─── SEITENTEXT ───

Australien

Apotheker fordern mehr Kompetenzen

28.07.2016, 15:00 Uhr

„Old Fashioned Service” möchten Australiens Apotheker nicht: Sie stehen für die Sichtbarkeit ihrer pharmazeutischen Kompetenz ein. (Foto: Apotheke in Australien / Julia Borsch)

„Old Fashioned Service” möchten Australiens Apotheker nicht: Sie stehen für die Sichtbarkeit ihrer pharmazeutischen Kompetenz ein. (Foto: Apotheke in Australien / Julia Borsch)


Apotheker und Ärzte sollen künftig auch in Australien enger zusammenarbeiten. Die Pharmaceutical Society of Australia legte der australischen Regierung ein Zielepapier  vor, das Apotheker bei Medikationsfragen stärker einbindet. Vorbild soll das britische Gesundheitssystem sein.

─── BEREITGESTELLTE ANGABEN ───

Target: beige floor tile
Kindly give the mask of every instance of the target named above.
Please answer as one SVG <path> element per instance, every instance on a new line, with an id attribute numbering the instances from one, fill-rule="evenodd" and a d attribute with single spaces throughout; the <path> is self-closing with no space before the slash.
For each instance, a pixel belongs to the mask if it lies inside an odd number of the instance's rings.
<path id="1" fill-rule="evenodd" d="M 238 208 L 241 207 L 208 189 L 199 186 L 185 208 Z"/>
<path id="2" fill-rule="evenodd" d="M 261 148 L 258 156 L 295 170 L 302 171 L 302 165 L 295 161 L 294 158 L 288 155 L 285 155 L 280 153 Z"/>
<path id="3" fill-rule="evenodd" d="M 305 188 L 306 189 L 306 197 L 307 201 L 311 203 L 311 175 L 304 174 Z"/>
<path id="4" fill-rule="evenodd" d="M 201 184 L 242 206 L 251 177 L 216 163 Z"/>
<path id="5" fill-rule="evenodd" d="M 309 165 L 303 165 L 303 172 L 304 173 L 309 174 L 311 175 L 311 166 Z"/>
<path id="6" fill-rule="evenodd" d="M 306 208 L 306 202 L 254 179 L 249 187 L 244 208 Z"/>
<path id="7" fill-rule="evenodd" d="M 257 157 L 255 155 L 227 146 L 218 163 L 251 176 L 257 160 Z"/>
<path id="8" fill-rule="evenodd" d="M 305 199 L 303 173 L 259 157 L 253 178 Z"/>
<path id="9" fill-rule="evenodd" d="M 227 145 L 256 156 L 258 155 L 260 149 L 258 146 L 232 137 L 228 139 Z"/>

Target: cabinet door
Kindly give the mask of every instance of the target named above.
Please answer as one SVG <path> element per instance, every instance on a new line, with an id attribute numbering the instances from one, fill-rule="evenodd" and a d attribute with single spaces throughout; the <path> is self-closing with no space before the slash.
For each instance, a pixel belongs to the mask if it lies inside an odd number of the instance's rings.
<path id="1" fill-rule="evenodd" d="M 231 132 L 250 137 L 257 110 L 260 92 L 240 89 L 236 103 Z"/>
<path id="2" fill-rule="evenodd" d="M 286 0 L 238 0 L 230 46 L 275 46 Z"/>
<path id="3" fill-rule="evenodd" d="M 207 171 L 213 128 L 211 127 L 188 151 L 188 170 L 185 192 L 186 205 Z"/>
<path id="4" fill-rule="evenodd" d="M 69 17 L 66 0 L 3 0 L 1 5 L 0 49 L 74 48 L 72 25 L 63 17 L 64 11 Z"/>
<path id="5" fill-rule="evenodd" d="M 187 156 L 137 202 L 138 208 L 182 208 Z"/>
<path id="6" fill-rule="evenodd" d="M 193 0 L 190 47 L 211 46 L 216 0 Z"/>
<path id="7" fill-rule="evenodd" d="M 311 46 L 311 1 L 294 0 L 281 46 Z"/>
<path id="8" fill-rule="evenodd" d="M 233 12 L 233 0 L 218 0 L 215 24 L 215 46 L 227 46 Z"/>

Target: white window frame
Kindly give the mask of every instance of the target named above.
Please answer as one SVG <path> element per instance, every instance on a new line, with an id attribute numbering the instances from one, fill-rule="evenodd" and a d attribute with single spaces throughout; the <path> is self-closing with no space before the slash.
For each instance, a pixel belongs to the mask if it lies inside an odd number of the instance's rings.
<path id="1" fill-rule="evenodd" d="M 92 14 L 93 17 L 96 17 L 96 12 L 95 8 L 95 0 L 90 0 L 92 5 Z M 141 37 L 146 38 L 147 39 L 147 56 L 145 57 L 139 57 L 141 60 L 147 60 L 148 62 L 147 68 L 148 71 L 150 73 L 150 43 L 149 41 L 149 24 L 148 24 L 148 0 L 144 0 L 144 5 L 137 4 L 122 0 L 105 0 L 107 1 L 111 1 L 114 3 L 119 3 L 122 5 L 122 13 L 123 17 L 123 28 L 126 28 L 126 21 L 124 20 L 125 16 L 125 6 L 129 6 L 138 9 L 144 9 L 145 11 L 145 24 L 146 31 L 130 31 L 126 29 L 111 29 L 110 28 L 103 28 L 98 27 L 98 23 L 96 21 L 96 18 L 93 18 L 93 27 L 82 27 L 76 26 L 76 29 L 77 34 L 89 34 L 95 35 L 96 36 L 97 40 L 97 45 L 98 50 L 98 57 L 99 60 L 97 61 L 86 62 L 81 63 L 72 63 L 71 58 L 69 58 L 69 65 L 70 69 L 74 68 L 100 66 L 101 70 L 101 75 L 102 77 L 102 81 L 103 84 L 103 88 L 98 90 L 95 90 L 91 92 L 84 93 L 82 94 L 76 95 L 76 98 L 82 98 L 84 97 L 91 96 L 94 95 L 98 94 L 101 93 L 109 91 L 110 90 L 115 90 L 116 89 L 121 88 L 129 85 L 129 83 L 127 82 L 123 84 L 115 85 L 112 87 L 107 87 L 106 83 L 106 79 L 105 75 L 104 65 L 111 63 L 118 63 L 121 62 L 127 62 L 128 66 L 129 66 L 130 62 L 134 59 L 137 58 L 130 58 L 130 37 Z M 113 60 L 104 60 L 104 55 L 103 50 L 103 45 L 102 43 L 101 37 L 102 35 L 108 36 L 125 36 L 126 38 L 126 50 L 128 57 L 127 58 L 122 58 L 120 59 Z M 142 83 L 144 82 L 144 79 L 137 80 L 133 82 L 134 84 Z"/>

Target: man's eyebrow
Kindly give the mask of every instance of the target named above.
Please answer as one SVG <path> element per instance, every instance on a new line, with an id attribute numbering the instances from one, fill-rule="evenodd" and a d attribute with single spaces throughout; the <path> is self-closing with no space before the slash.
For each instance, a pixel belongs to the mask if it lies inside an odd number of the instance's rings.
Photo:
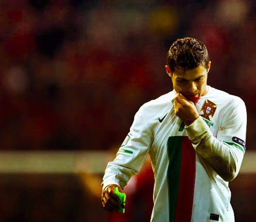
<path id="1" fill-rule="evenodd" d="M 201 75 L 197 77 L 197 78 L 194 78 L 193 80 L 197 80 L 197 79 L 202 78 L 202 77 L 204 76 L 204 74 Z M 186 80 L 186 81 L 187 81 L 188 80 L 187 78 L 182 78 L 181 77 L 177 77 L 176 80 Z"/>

───
─── BEREITGESTELLTE ANGABEN ───

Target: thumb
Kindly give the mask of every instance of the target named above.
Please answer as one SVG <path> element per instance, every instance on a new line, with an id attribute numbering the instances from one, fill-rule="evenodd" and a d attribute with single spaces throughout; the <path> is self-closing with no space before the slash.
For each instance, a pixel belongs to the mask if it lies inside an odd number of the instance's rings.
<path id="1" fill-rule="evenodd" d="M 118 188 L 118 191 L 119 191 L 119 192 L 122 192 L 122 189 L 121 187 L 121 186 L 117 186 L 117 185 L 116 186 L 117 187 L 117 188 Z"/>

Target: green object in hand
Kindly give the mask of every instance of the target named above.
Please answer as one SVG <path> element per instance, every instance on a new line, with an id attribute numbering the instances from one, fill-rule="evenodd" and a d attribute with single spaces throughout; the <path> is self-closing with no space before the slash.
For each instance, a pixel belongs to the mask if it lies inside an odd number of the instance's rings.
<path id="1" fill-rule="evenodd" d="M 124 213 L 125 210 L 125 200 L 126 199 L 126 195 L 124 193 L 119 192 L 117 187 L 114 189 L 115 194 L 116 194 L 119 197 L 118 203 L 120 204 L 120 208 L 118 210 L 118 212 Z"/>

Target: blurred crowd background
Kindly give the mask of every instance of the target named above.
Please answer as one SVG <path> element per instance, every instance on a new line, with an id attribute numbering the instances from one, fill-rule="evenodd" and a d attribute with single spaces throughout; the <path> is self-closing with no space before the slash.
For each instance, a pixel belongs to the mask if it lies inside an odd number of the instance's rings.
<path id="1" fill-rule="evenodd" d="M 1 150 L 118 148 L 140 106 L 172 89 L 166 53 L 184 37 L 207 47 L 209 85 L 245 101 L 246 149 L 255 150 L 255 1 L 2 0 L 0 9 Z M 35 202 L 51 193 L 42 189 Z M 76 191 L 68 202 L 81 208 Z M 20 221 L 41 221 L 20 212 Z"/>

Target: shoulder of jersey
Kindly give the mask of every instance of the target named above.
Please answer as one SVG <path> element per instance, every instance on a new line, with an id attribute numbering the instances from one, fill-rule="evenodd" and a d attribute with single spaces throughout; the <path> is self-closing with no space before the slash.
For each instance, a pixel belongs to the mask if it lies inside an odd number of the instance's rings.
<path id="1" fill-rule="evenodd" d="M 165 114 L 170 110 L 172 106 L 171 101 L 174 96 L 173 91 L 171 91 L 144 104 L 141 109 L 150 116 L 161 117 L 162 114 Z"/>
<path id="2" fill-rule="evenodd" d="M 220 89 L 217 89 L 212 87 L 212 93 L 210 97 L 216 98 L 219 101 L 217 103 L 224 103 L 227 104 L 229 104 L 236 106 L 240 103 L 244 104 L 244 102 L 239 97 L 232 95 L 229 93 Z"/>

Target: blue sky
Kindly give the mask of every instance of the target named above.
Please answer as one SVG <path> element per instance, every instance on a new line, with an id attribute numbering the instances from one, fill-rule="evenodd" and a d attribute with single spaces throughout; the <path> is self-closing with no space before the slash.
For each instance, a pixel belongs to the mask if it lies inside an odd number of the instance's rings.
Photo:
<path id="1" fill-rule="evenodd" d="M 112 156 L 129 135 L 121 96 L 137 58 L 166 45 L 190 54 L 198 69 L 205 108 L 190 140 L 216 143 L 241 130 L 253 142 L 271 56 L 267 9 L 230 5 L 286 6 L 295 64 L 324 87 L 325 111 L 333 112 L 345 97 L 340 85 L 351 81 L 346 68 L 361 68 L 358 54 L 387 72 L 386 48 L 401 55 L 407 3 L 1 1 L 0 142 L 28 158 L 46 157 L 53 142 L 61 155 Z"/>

───

AUFGABEN UND ÜBUNGEN »
**a.** Beantworte anhand des Seitentexts diese Fragen:
(i) Welches Datum trägt der Seitentext?
(ii) Wem wird das Foto in der Bildunterschrift zugeschrieben?
(iii) Welches Gesundheitssystem soll als Vorbild dienen?
**b.** Gib bitte den Abschnitt des Seitentexts von „28.07.2016, 15:00 Uhr“ bis einschließlich „britische Gesundheitssystem sein.“ wortgetreu aus.
Stütze dich dabei allein auf den Seitentext.

NUMMERIERTE ANTWORTEN »
**a.**
(i) 28.07.2016
(ii) Julia Borsch
(iii) Das britische Gesundheitssystem

**b.**
28.07.2016, 15:00 Uhr

„Old Fashioned Service” möchten Australiens Apotheker nicht: Sie stehen für die Sichtbarkeit ihrer pharmazeutischen Kompetenz ein. (Foto: Apotheke in Australien / Julia Borsch)

„Old Fashioned Service” möchten Australiens Apotheker nicht: Sie stehen für die Sichtbarkeit ihrer pharmazeutischen Kompetenz ein. (Foto: Apotheke in Australien / Julia Borsch)


Apotheker und Ärzte sollen künftig auch in Australien enger zusammenarbeiten. Die Pharmaceutical Society of Australia legte der australischen Regierung ein Zielepapier  vor, das Apotheker bei Medikationsfragen stärker einbindet. Vorbild soll das britische Gesundheitssystem sein.